* What the task requires:
Your task is to write out every line of the data exactly. Drop the pictures.

•••

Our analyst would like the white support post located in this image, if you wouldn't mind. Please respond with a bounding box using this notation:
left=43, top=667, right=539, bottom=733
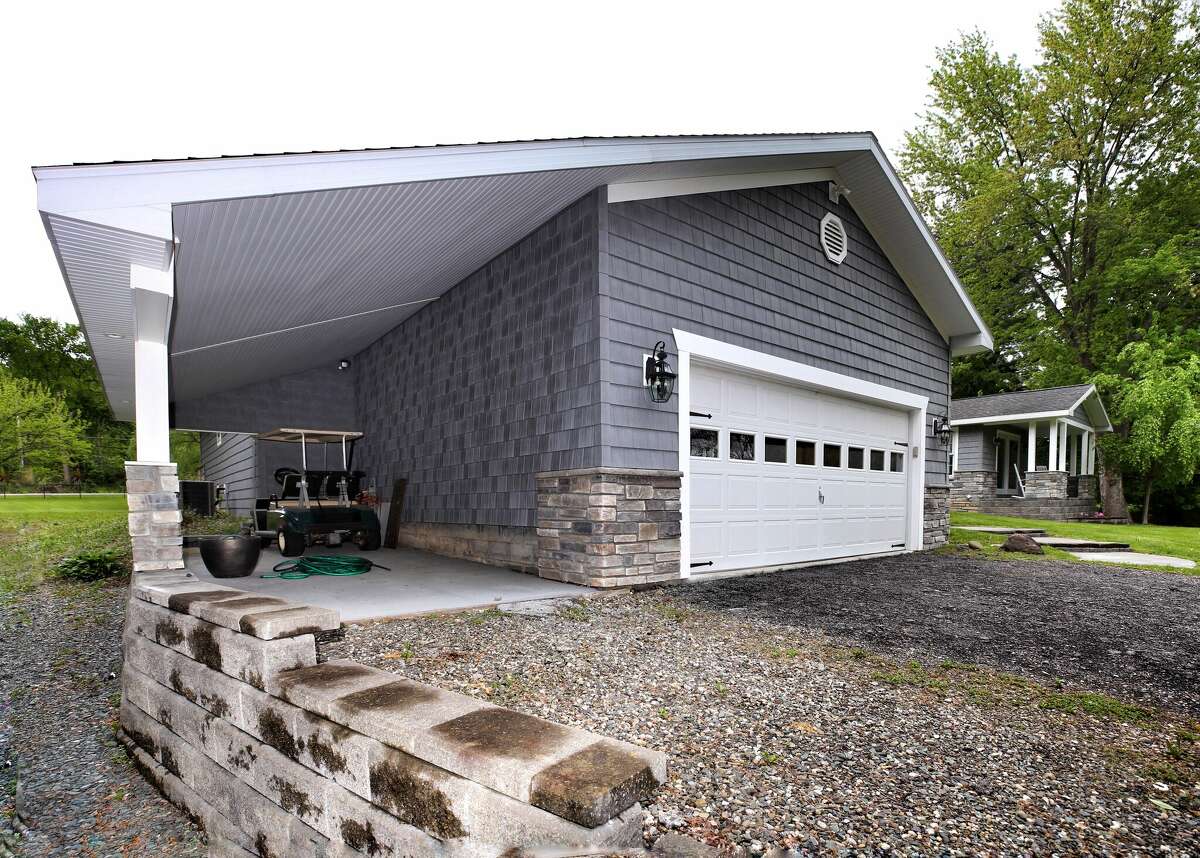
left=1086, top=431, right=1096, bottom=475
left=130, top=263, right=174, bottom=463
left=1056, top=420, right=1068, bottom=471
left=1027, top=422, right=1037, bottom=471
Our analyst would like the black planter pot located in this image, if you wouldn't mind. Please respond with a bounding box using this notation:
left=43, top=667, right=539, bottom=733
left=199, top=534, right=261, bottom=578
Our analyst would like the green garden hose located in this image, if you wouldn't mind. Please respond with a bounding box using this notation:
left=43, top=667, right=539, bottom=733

•••

* Result for this task:
Our analyst would like the white support post located in this image, if you wouldn't mind. Please respond with a bounding box using this notation:
left=43, top=667, right=539, bottom=733
left=1086, top=431, right=1096, bottom=475
left=130, top=263, right=174, bottom=463
left=1056, top=420, right=1068, bottom=471
left=1027, top=422, right=1037, bottom=471
Our analyst would like the black planter pot located in this image, if you wouldn't mind. Please respond with a bounding box using this notation:
left=43, top=667, right=539, bottom=733
left=199, top=534, right=261, bottom=578
Our analyst would like the green garden hose located in this image, if you wouldn't mind. Please respond with a bounding box using this notation:
left=43, top=667, right=539, bottom=733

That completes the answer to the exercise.